··· Material for this exercise

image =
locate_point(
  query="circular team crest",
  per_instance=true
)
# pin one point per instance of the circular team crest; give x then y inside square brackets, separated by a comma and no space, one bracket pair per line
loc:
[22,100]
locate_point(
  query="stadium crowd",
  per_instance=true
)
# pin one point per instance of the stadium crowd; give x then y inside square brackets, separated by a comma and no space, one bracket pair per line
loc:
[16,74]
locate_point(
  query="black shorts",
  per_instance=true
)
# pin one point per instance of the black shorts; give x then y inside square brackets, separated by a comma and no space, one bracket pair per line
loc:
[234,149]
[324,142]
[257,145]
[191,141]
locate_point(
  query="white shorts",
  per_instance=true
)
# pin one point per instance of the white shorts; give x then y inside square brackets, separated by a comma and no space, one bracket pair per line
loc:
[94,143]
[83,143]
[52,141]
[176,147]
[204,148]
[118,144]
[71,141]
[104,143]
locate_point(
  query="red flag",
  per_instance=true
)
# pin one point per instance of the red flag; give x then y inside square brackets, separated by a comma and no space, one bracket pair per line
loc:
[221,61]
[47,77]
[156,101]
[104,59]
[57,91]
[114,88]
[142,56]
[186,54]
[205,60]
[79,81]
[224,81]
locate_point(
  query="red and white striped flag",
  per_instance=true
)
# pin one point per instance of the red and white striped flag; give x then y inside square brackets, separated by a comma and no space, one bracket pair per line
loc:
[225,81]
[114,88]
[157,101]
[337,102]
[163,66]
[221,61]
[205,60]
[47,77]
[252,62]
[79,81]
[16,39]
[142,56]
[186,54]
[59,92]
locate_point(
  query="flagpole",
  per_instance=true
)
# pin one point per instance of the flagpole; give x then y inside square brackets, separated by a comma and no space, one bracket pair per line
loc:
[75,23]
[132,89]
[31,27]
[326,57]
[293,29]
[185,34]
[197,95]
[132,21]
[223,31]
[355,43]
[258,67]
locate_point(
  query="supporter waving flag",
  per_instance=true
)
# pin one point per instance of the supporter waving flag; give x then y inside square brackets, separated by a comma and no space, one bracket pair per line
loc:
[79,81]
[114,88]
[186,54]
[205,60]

······
··· Material for this exercise

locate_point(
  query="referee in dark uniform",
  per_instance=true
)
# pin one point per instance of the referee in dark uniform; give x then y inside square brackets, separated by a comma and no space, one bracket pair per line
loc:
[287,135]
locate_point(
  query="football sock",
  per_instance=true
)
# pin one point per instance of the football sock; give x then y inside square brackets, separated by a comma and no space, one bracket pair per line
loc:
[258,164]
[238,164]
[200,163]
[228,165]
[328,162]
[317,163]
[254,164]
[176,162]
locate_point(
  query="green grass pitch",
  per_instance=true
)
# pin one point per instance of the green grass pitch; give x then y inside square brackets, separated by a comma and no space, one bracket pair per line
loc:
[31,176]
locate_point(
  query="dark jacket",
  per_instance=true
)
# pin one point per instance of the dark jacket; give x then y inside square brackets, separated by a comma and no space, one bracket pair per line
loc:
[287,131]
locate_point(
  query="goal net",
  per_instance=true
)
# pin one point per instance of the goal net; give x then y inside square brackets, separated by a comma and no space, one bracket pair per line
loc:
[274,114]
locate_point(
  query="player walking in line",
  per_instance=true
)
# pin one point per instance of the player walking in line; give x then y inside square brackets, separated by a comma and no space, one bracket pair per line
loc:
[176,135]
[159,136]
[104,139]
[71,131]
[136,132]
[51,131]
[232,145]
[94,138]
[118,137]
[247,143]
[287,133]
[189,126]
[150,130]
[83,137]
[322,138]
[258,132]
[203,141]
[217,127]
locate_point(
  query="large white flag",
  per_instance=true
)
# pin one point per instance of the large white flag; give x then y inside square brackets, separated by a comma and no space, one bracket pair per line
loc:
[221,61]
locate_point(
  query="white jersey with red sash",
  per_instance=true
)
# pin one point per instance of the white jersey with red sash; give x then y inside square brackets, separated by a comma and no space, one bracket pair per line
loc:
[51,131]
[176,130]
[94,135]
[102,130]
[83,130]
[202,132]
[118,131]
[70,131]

······

- **Exercise objective**
Count the lines in the entries above that contain the word "circular", matching case exactly, and reply with that number alone.

- **Correct result**
2